→ **Reading text**
Which is why America, in the "age of terrorism" is orchestrating the global campaign to denying, disarming, and defending against the proliferation of weapons of mass destruction. In a world where the means of mass destruction can be transported in a suitcase, why should we fully entrust our national security, not to mention world security to Kofi Annan and the rest of the U.N. security councel?

The international system must have a structure. And because the international arena, unlike the ordinary national arena, has no cops, no enforcers, no courts with any real power, the structure must be established and maintained by a leading world power. In the 19th century, the high seas were safe and maritime commerce was routine because of the British navy. The U.S. now plays the role of the British navy everywhere. Whom would those chafing under American hegemony prefer instead? China? Iran? The Russian mafia?

The complainers would prefer, naturally, to see power shared equally among the leading nations and the rules arrived at by consensus. How nice. How Utopian. Multipolar systems do not evolve into happy Elks clubs. They break down rudely into rival alliances and coalitions, like the Triple Entente and the Triple Alliance, the Axis of Evil and the Allies, the Warsaw Pact and NATO, that gave us the calamities and the terrors of this century.

Tennyson dreamed of a parliament of man. Dream on. The League of Nations and the United Nations have proved utterly ineffective. Why, even the European Union, an unprecedented club of like-minded friendly neighbors, was in disarray over the Iraq issue and the question of war and peace.

Why? Simple. Put great powers with diverging interests together, and consensus is almost always impossible to reach. And if not consensus, what? Which nation will long subordinate its own sovereignty to the majority vote of a bunch of rivals? Hence the best, if imperfect, guarantee of international order and safety: the dominance of a benign power. For now and for the foreseeable future, America is it--and the world knows it.

American dominance is a blessing because it has given the world a Pax Americana, an era of international peace and tranquillity unseen in this century, rarely seen in human history. The Great Powers have been corralled into the American "zone of peace" or, as with China and Russia, engaged and/or contained. Smaller powers do not dare start regional wars; they have seen what happened to Afghanistan and Iraq (twice). What remains are brushfire wars, most of which the U.S. simply will not strain to quell.

But the world does not live by safety alone. American dominance brings the world something more: the American creed. We are a uniquely ideological nation. We do not define ourselves by race or blood but by adherence to a proposition--DEMOCRACY/FREEDOM--a proposition so humane and attractive that it has, independently of American power, won near universal adherence. From Prague's "velvet revolution" to Tiananmen Square, whose Declaration of Independence--whose Statue of Liberty--do demonstrators for freedom turn to for inspiration?

Individual rights, government by consent, protection from arbitrary power, the free exchange of goods and ideas: we did not invent these ideas. We inherited them. We codified them. And now we propagate them.

→ **Available data**
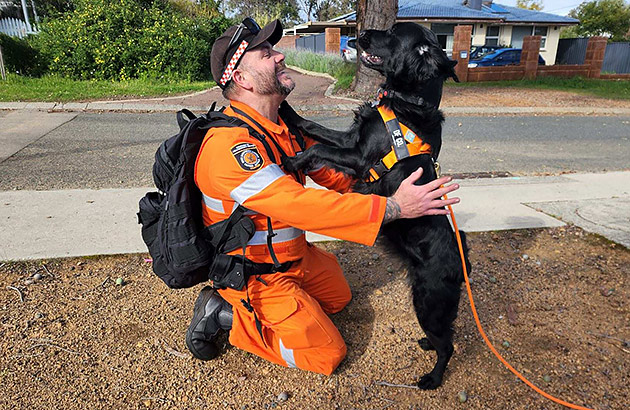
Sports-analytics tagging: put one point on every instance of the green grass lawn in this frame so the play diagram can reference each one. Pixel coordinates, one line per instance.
(57, 89)
(322, 63)
(613, 89)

→ **Parts of the exercise**
1/ Can you copy, word for word, the part of the essay on American dominance between "But the world" and "we propagate them.", inclusive?
2/ How would the essay on American global dominance go on after its last sentence? Write the next few sentences.

→ **Exercise responses**
1/
But the world does not live by safety alone. American dominance brings the world something more: the American creed. We are a uniquely ideological nation. We do not define ourselves by race or blood but by adherence to a proposition--DEMOCRACY/FREEDOM--a proposition so humane and attractive that it has, independently of American power, won near universal adherence. From Prague's "velvet revolution" to Tiananmen Square, whose Declaration of Independence--whose Statue of Liberty--do demonstrators for freedom turn to for inspiration?

Individual rights, government by consent, protection from arbitrary power, the free exchange of goods and ideas: we did not invent these ideas. We inherited them. We codified them. And now we propagate them.

2/
The world could do alot worse than be dominated by a country so committed to these values and ideas. America came, but it did not come to rule. Unlike other hegemons and would-be hegemons, it does not entertain a grand vision of a new world. No Thousand Year Reich. No New Soviet Man. It has no great desire to remake human nature, to conquer for the extraction of natural resources, or to rule for the simple pleasure of dominion. Our principal aim is to maintain the stability and relative tranquility of the current international system by enforcing, maintaining and extending the current peace.

The new preemption and unilateralism of the Bush doctrine argues explicitly and unashamedly for maintaining unipolarity, for sustaining America's unrivaled superpower dominance for the foreseeable future. It could be a long future, assuming we successfully manage the single greatest threat, namely, weapons of mass destruction in the hands of aggressive rogue or failed states.

This issue is not one of style but of purpose. Secretary of Defense Donald Rumsfeld gave the classic formulation of unilateralism when he said (regarding the Afghan war and the war on terrorism, but the principle is universal), "the mission determines the coalition." We take our friends where we find them, but only in order to help us in accomplishing the mission. The mission comes first, and we decide it.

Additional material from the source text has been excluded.